▸ **Extract provided**
* Start *

Note that the recursion occurs as \(\mathbf {u}^k\) depends on \(\mathbf {v}^k\) whose is also related to \(\mathbf {u}^{k-1}\). The Jacobians that we need can then be obtained from Eq. (5). For instance, the gradient of one component of \(\mathbf {u}^k{\mathbf {1}}_m^T\) at the j-th line is

$$\begin{aligned} \frac{\partial \mathbf {u}^k_j}{\partial \mathbf {P}}= -\frac{1/n}{[\mathbf {K}\mathbf {v}^k]_j^2}\Big (\sum _i \frac{\partial \mathbf {K}_{j,i}}{ \partial \mathbf {P}}\mathbf {v}_i^k + \sum _i \mathbf {K}_{j,i} \frac{\partial \mathbf {v}_i^k}{ \partial \mathbf {P}} \Big ), \end{aligned}$$
(14)

while for \(\mathbf {v}^k\), we have

$$\begin{aligned} \frac{\partial \mathbf {v}^k_j}{\partial \mathbf {P}}= -\frac{1/m}{[\mathbf {K}^T \mathbf {u}^{k-1}]_j^2}\Big (\sum _i \frac{\partial \mathbf {K}_{i,j}}{ \partial \mathbf {P}}\mathbf {u}_{i}^{k-1} + \sum _i \mathbf {K}_{i,j} \frac{\partial \mathbf {u}_i^{k-1}}{ \partial \mathbf {P}} \Big ), \end{aligned}$$
(15)

and finally

$$\begin{aligned} \frac{\partial \mathbf {K}_{i,j}}{\partial \mathbf {P}}= - 2K_{i,j} \mathbf {P}(\mathbf {x}_i - \mathbf {x}_j^\prime ) (\mathbf {x}_i - \mathbf {x}_j^\prime )^T. \end{aligned}$$

The Jacobian \(\frac{\partial \mathbf {T}^k}{\partial \mathbf {P}}\) can be thus obtained by keeping track of all the Jacobians at each iteration and then by successively applying those equations. This approach is far cheaper than the implicit function theorem approach. Indeed, in this case, the computation of \(\frac{\partial \mathbf {T}}{\partial \mathbf {P}}\) is dominated by the complexity of computing \(\frac{\partial \mathbf {K}}{\partial \mathbf {P}}\) whose costs for one iteration is \(O(pn^2d^2)\) for \(n=m\). The complexity is then linear in L and quadratic in n.

3.3 Algorithm

In the above subsections, we have reformulated the WDA optimization problem so as to make it tractable. We have derived closed-form expressions of some elements of the gradient as well as an automatic differentiation strategy for computing gradients of the transport plans \(\mathbf {T}^{c,c^\prime }\) with respects to \(\mathbf {P}\).

* End *

▸ **What you will do**
A) Reproduce word for word the part of the passage on Jacobians that opens with the words containing "and finally" and closes with "quadratic in n.".
B) Put this sentence from the passage on Jacobians into French: "This approach is far cheaper than the implicit function theorem approach."

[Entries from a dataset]
* Start *

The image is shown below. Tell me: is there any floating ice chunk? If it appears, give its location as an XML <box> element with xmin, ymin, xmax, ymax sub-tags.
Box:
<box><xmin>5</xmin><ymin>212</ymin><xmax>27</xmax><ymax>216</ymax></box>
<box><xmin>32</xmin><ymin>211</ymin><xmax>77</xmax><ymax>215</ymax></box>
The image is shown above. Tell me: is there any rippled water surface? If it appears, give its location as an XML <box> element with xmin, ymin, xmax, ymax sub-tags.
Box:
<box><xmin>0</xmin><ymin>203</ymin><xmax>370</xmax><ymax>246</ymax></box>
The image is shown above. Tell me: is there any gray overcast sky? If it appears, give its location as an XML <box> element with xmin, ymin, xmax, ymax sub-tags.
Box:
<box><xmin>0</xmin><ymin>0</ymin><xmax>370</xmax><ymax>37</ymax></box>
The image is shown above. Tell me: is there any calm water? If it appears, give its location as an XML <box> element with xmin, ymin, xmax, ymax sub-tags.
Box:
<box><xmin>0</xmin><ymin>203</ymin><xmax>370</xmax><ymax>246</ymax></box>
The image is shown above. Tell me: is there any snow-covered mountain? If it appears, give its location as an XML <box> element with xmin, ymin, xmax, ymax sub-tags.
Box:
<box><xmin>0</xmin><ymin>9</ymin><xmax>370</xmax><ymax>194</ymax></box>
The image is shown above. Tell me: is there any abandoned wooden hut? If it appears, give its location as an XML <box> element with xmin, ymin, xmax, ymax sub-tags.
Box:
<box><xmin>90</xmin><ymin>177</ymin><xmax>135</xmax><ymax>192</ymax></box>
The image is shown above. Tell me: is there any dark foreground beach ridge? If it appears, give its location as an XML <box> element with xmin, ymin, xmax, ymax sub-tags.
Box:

* End *

▸ **Solved problems**
A)
and finally

$$\begin{aligned} \frac{\partial \mathbf {K}_{i,j}}{\partial \mathbf {P}}= - 2K_{i,j} \mathbf {P}(\mathbf {x}_i - \mathbf {x}_j^\prime ) (\mathbf {x}_i - \mathbf {x}_j^\prime )^T. \end{aligned}$$

The Jacobian \(\frac{\partial \mathbf {T}^k}{\partial \mathbf {P}}\) can be thus obtained by keeping track of all the Jacobians at each iteration and then by successively applying those equations. This approach is far cheaper than the implicit function theorem approach. Indeed, in this case, the computation of \(\frac{\partial \mathbf {T}}{\partial \mathbf {P}}\) is dominated by the complexity of computing \(\frac{\partial \mathbf {K}}{\partial \mathbf {P}}\) whose costs for one iteration is \(O(pn^2d^2)\) for \(n=m\). The complexity is then linear in L and quadratic in n.

B) Cette approche est bien moins coûteuse que l'approche fondée sur le théorème des fonctions implicites.